§ PAGE EXTRACT:
---*---

# My Max is gone, Winter/Spring 1999-Feb 21, 2011



## Kayos and Havoc (Oct 17, 2002)

Max went to the bridge this morning. The mythical rainbow is brighter with his colors today. 
Max was probably 12 we think he was born sometime late winter or early spring 1999. The only real thing we know about Max is that he succumbed to time, cushings, spondylosis and kidney failure today. 

He had been seesawing for months. We had a really bad week during all the storms 2 weeks ago but he re-bounded but it was pretty clear that time was ticking too fast for Max. I came home from a dog show yesterday in the early afternoon to find Max in a lot of pain, he was crying, his breathing was labored and he had numerous accidents in the house while I was gone for the over night in Texas. We doped him up on Tramadol to get him through the night was we just were not ready. This morning I nearly changed my mind but I knew that was my selfishness. I guess it was clear that the accidents over the weekend were not just chance. He was dripping urine and had peed in his bed again. He started that on Friday and on top of the fecal incontinence and inability to stand very long, I knew asking him to hold on was pure selfishness. I think we would have lost him in a matter of days if we had let nature take it's course but I could not stand to see him with no control over himself and in pain. 

Are we ever ready to let them go? The vet had a hard time finding a vein as his blood pressure was so low. But Max's passing appeared easy and the staff at the vet's was wonderful. We stayed with him a while and cried and then I came home and took the other two for a long walk. The day started cloudy but now is sunny, for Max I think. He liked the sunshine. 

Max came home to us on July 7, 2000. He was probably about 18 months old or so. He had been found running loose along the interstate. It took AC weeks to catch him. No one claimed him and we just happened in there to pick up licenses for the other dogs. My son saw him and we took him home. He would have been put down the next day. When we left Kentucky our vet thanked us for caring for him, no one would have put up with this dog except us he added. Max was a pain in the butt, he jumped fences, ran away, dug holes, destroyed my gardens, chewed shoes and whatever else he wanted to do. Max was also the dog that fought off a pit bull when it attacked me. Max was a great dog, fluffy, kind hearted, and loyal to the end. He loved to be with us and go for rides in the car. Despite his faults he was the best dog and I would do it all over again to see his smile. We will miss him a long time. God speed my boy. Until we meet again. :halogsd:


----------



## JustMeLeslie (Sep 15, 2010)

---*---

§ INFORMATION PROVIDED:

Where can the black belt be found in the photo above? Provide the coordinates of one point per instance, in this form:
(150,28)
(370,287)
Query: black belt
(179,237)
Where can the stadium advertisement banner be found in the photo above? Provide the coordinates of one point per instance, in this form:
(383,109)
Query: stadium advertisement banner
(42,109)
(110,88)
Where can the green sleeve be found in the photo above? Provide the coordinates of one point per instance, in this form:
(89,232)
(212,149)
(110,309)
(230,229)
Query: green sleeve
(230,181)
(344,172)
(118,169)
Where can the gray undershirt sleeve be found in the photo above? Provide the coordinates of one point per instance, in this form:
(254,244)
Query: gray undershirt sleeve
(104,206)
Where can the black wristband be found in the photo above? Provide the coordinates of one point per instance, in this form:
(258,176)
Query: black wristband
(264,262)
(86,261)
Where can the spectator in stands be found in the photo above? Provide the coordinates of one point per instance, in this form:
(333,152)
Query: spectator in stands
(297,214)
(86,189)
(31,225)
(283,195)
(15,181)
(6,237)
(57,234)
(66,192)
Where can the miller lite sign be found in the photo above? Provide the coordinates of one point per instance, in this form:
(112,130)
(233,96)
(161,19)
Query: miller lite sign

---*---

§ WORK TO COMPLETE:
(1) Rewrite the records as a numbered list, leaving out blank lines, starting at the line that contains "Where can the miller" and running through the end of the records, both ends included.
(2) Extend the forum thread about Max, picking up right after its last line.
The forum thread about Max and the records have nothing to do with each other.

§ RESPONSES BY TASK:
(1)
1. Where can the miller lite sign be found in the photo above? Provide the coordinates of one point per instance, in this form:
2. (112,130)
3. (233,96)
4. (161,19)
5. Query: miller lite sign

(2)
:hugs:I am so sorry for your loss. Max was a beautiful boy. He is no longer in pain. 
R.I.P. Max


----------



## missmychance (Jan 20, 2011)

I'm so sorry, he was a beautiful boy.


----------



## Rerun (Feb 27, 2006)

I am so sorry for your loss. What a beautiful boy he was.


----------



## vat (Jul 23, 2010)

:hugs: What a handsome boy. I am so very sorry for your loss, it sounds like he had a great life with you. Run free Max!


----------



## BestK9GSD (Oct 26, 2010)

So sorry for your loss


----------



## DharmasMom (Jul 4, 2010)

I am so sorry for your loss. And he was a most stunning boy. Run free Max!


----------



## spiritsmom (Mar 1, 2003)

I am so sorry, he was a great dog. Glad he had a peaceful crossing as hard as it was for you to make that choice for him. No more pain now for him, he's free.


----------



## Stosh (Jun 26, 2010)

I swear I'm never going to read these stories but I just had to-- and I'm so glad I got to see what a gorgeous strong wise boy Max was. I'm so sorry you lost him


----------



## 1sttimeforgsd (Jul 29, 2010)

So sorry for your loss of your beloved pet Max, run free beautiful boy till we all meet at the bridge some day. :halogsd:


----------



## cassadee7 (Nov 26, 2009)

Oh, Kathy, I am so sorry for your loss.


----------



## selzer (May 7, 2005)

What a pretty boy. 

I am sorry for your loss. Max had a good long life, and letting him go was the last gift you could give him. It is never easy to lose a dog, but it sounds like your boy had 11 bonus years. Thanks for rescuing him and giving him a great home.


----------



## elisabeth_00117 (May 17, 2009)

RIP handsome Max.

I am so sorry Kathy.


----------



## Zoeys mom (Jan 23, 2010)

He was a beautiful boy I am so sorry you had to say goodbye today


----------



## Samba (Apr 23, 2001)

So sad to lose an old friend. Thinking about you in Max's passing. You did your part for him.


----------



## Guardyan (Aug 29, 2005)

Oh no . . . I'm so sorry. It seems they are never with us long enough. You gave Max the best gift, a wonderful home with a loving family. Please know you're in our thoughts and prayers at this difficult time. Sending hugs . . .


----------



## WarrantsWifey (Dec 18, 2010)

He is a VERY handsome boy, and such a bittersweet story. You gave him life. You gave him a chance. I bet he can't wait for the day to see you again. Thank you for loving him so much. Sounded like he needed it. <3


----------



## Jessiewessie99 (Mar 6, 2009)

:hugs: I am very sorry for your loss. Max was a beautiful boy. May he rest in peace.


----------



## Cassidy's Mom (Mar 30, 2003)

What a beautiful smile he had. :wub: Please don't feel like you let him down - his original owner/s did that, and thank goodness! He found the best home ever with you and Joe, and was loved and cared for up until it was time to let him peacefully go. His memory will live on.:halogsd:


----------



## Whiteshepherds (Aug 21, 2010)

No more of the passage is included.